Once the line with "Every instance of the paved" is found, repeat exactly that line and every one after it until the data below ends, including the last line.

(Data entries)
--- START ---
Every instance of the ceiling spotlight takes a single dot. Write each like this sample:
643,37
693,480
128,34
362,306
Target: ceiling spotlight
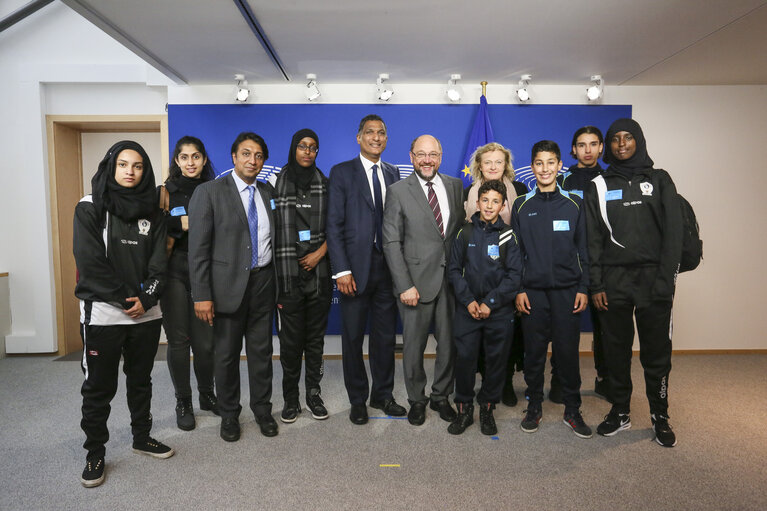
454,91
523,94
312,91
382,92
594,92
241,86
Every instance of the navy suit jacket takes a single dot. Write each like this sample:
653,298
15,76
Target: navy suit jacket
351,218
219,242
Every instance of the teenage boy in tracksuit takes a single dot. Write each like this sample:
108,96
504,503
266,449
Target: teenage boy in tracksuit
551,228
485,270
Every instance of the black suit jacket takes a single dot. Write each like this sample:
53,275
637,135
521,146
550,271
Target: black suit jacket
219,242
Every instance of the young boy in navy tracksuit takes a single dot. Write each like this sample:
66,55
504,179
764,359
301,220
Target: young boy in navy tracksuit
485,270
551,229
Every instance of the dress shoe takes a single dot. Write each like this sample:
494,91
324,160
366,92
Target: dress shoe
230,429
446,411
417,414
268,425
359,414
389,407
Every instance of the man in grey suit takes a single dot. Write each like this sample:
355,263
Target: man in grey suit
233,281
422,217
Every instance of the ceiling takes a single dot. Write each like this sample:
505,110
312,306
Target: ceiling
628,42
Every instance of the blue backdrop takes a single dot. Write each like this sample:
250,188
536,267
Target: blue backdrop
517,127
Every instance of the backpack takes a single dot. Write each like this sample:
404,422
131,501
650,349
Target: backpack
692,245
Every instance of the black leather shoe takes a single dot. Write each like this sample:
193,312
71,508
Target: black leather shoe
446,411
359,414
389,407
417,414
268,425
230,429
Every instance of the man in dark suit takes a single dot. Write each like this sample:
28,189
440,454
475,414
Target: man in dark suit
233,281
357,192
423,215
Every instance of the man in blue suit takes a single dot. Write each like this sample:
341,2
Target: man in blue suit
355,241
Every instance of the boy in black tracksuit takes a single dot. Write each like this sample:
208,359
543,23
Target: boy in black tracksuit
551,226
485,269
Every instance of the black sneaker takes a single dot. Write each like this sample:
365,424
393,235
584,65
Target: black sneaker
152,447
317,406
532,419
613,423
290,412
486,419
463,420
664,435
577,424
209,402
185,414
93,473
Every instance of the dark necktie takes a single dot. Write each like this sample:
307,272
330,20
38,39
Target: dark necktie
434,203
378,204
253,226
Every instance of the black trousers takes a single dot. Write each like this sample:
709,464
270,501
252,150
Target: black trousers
629,295
302,318
184,331
377,306
253,321
551,318
102,348
491,336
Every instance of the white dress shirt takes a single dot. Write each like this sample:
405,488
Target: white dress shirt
264,231
441,191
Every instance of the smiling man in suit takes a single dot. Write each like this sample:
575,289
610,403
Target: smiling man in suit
233,281
356,197
423,215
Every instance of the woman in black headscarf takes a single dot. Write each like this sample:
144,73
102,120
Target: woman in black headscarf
119,248
303,273
635,244
189,168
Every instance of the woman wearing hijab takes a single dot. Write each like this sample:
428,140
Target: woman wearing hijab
189,168
635,244
490,162
119,248
303,273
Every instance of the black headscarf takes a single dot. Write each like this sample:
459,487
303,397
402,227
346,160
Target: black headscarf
640,161
126,203
302,176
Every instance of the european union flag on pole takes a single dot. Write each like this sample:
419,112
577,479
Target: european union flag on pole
481,134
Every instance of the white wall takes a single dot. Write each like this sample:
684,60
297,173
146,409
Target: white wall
691,131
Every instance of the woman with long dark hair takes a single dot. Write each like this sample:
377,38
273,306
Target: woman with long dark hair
119,248
190,167
303,273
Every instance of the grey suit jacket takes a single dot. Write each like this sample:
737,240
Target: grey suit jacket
219,243
415,251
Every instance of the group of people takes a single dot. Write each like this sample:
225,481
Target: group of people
222,255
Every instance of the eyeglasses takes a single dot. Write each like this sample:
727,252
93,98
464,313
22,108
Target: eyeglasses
311,148
420,155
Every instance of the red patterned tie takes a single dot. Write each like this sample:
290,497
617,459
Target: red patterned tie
434,203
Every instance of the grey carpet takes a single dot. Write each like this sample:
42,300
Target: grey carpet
718,407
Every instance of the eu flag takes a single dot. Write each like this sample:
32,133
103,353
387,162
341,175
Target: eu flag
481,134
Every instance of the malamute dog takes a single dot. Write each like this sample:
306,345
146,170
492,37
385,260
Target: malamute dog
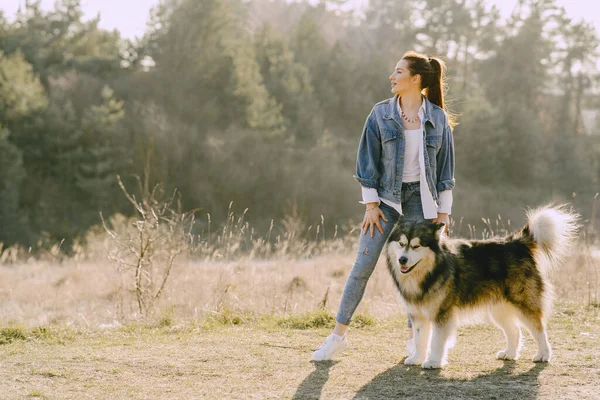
441,279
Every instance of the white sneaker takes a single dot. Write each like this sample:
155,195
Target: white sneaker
333,345
410,347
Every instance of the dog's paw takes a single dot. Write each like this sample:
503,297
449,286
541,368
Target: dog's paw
412,360
542,356
507,355
431,364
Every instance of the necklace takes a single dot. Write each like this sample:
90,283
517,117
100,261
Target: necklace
410,121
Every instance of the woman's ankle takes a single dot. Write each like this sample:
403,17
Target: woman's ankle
340,329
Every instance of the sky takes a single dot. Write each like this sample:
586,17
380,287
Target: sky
129,16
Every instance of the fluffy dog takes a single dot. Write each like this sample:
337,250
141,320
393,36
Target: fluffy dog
442,280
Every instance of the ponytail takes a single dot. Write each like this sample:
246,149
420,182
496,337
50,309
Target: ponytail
435,91
433,75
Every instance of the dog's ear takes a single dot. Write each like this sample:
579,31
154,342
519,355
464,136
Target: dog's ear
438,229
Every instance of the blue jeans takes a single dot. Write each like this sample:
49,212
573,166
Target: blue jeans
369,249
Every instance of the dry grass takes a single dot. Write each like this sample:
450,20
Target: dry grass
240,316
260,359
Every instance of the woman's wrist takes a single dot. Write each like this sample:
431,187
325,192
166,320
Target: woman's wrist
370,206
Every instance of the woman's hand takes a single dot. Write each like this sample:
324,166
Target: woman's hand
445,218
372,219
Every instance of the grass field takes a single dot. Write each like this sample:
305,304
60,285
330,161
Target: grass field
235,325
269,358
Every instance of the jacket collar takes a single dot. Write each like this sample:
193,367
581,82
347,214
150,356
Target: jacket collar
392,111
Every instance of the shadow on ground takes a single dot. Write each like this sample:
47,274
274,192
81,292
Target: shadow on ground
312,386
404,382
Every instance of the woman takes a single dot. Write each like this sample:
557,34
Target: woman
405,166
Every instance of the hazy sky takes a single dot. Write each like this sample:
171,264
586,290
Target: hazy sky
129,16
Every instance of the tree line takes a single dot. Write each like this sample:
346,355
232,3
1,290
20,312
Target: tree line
262,104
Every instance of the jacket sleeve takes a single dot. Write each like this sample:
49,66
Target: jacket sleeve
445,161
369,154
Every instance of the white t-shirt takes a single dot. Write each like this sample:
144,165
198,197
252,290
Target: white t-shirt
412,169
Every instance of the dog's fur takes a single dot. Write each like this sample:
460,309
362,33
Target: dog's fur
443,279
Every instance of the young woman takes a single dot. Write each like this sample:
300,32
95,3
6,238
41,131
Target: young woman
405,166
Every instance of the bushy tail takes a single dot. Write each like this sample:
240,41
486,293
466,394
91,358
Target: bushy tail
554,229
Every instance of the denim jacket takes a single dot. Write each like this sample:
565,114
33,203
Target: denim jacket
380,159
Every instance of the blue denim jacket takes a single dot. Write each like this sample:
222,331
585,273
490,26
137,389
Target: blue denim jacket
380,159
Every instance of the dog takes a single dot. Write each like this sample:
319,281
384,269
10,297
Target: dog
442,280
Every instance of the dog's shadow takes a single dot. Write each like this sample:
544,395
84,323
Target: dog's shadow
401,382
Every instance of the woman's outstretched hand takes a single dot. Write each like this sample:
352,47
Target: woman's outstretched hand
445,218
371,221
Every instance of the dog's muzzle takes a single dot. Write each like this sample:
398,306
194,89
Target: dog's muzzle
406,270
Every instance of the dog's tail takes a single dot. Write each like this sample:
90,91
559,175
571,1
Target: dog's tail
553,229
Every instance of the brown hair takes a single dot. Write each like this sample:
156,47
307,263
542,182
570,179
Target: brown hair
433,76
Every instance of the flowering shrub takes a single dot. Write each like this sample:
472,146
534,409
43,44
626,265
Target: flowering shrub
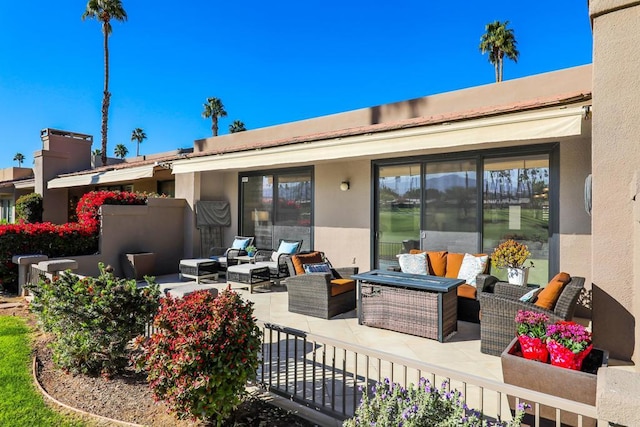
93,320
391,405
510,254
70,239
205,351
531,323
570,335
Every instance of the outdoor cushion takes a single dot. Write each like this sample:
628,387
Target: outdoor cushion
321,267
467,291
472,266
436,261
300,260
454,262
240,243
549,295
341,286
413,263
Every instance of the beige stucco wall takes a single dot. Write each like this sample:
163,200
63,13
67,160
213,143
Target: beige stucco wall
574,221
343,218
616,182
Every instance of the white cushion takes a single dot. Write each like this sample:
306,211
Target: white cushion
472,266
413,263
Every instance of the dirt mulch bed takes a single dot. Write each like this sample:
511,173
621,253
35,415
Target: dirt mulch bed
128,397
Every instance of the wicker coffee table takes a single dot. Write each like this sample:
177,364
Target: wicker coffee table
414,304
248,274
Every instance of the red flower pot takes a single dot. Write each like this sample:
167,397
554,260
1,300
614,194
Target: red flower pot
533,348
565,358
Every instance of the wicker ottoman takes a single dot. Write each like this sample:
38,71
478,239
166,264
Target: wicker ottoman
248,274
199,268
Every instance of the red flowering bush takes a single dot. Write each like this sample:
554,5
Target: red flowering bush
205,351
53,240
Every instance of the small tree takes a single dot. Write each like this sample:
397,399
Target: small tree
236,126
19,157
121,151
205,351
29,208
138,135
214,109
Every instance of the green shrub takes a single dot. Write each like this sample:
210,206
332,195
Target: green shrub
205,351
93,320
390,405
29,208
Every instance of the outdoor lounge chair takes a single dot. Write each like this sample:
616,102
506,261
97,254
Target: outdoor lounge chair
319,294
276,259
227,256
499,309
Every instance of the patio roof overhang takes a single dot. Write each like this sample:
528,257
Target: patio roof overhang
102,177
551,123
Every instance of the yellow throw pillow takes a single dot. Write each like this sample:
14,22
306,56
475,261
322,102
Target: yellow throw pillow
548,297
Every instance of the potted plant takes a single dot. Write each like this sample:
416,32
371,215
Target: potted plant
532,329
512,255
568,344
251,250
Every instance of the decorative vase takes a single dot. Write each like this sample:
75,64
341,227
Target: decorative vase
565,358
533,348
518,276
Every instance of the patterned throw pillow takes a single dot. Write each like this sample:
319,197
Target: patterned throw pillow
321,267
413,263
471,267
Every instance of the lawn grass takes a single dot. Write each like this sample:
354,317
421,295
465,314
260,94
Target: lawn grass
20,403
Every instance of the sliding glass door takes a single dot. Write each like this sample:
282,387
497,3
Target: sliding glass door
516,206
277,205
398,215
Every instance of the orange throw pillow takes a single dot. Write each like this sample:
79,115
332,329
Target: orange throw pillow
454,262
301,259
437,263
548,297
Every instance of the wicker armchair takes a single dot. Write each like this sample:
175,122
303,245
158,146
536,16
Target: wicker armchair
277,264
499,309
311,293
227,256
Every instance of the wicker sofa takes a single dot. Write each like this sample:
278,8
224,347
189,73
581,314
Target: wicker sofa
499,310
323,295
447,264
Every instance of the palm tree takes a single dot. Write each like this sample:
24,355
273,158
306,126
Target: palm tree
237,126
214,109
138,135
19,157
499,41
121,151
104,11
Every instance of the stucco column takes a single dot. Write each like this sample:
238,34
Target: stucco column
616,177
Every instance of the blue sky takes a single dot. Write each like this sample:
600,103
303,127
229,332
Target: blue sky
269,63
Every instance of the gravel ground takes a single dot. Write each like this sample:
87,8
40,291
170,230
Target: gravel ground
128,398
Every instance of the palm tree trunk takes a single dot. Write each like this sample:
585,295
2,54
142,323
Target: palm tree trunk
105,98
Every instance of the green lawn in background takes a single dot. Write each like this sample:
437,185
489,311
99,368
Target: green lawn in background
20,403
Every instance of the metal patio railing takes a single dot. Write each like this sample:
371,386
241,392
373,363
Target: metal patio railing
327,375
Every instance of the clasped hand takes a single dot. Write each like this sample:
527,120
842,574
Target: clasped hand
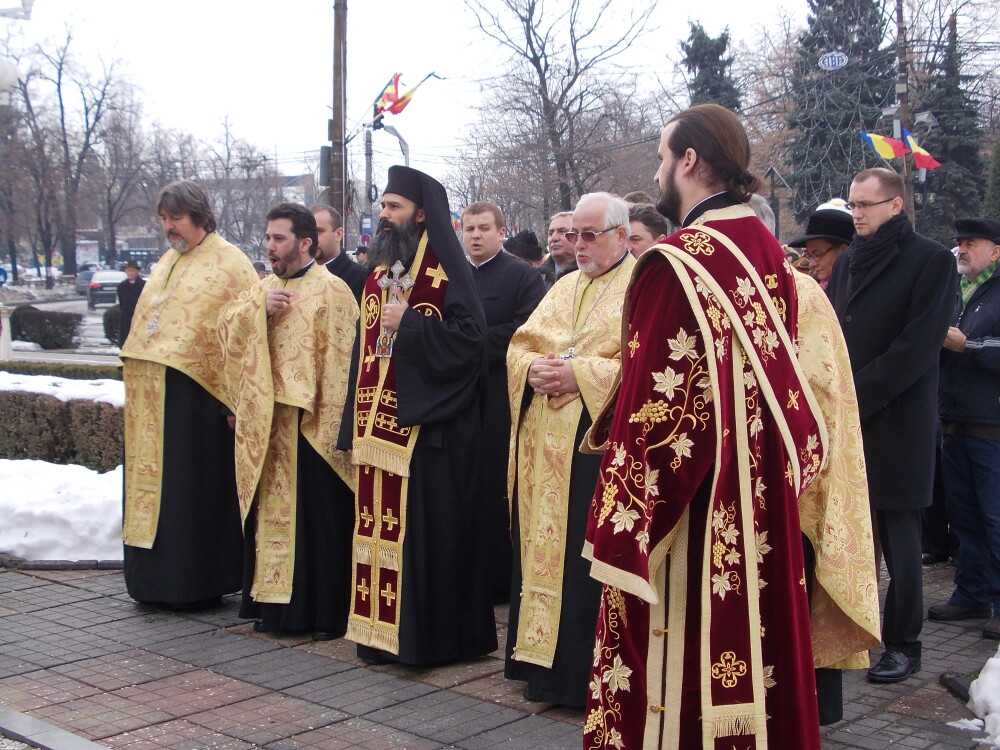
552,376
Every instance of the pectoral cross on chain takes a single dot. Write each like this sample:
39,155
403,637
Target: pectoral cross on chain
383,348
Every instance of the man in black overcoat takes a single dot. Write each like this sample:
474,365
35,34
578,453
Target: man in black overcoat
510,290
893,291
128,296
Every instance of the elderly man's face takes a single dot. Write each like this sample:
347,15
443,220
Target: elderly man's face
975,254
596,257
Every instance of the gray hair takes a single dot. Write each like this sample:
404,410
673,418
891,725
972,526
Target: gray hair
616,213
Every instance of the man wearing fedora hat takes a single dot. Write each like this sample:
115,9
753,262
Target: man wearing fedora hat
128,295
829,231
969,394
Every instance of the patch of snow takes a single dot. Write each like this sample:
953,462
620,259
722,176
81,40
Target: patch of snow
102,390
984,700
54,512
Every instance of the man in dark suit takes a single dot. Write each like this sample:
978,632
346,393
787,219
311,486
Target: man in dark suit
893,291
328,252
128,295
510,290
970,423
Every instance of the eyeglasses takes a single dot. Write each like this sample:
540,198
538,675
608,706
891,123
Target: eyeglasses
816,254
865,205
588,236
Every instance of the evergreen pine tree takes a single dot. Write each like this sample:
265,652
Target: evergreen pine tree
832,106
991,201
954,188
705,58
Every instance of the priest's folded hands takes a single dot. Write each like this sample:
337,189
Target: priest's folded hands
552,376
276,300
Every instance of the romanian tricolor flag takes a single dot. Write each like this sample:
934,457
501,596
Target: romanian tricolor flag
391,101
887,148
921,157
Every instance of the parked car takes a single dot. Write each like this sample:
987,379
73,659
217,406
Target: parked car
103,287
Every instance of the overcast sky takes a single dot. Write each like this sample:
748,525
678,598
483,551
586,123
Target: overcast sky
268,65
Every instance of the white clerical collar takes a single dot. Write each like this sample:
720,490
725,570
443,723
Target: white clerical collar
480,265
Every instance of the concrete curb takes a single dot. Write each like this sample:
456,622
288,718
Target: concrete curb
37,733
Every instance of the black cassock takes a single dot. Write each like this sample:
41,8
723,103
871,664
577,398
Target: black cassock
128,297
198,549
321,578
510,290
446,612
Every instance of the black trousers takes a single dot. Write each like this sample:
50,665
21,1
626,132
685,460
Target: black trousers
898,540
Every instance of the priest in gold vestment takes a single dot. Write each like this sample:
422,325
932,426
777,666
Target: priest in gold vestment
181,518
561,365
286,345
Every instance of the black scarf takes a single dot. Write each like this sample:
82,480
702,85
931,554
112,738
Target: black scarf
865,251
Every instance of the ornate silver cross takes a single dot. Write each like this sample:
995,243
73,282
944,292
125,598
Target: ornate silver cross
383,347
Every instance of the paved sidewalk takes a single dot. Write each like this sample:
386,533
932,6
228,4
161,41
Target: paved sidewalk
77,654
--- END ---
— Answer for the task —
Every instance of the paved sidewalk takes a single dot. Write each like this sample:
386,533
932,6
228,4
161,41
Target: paved sidewalk
77,654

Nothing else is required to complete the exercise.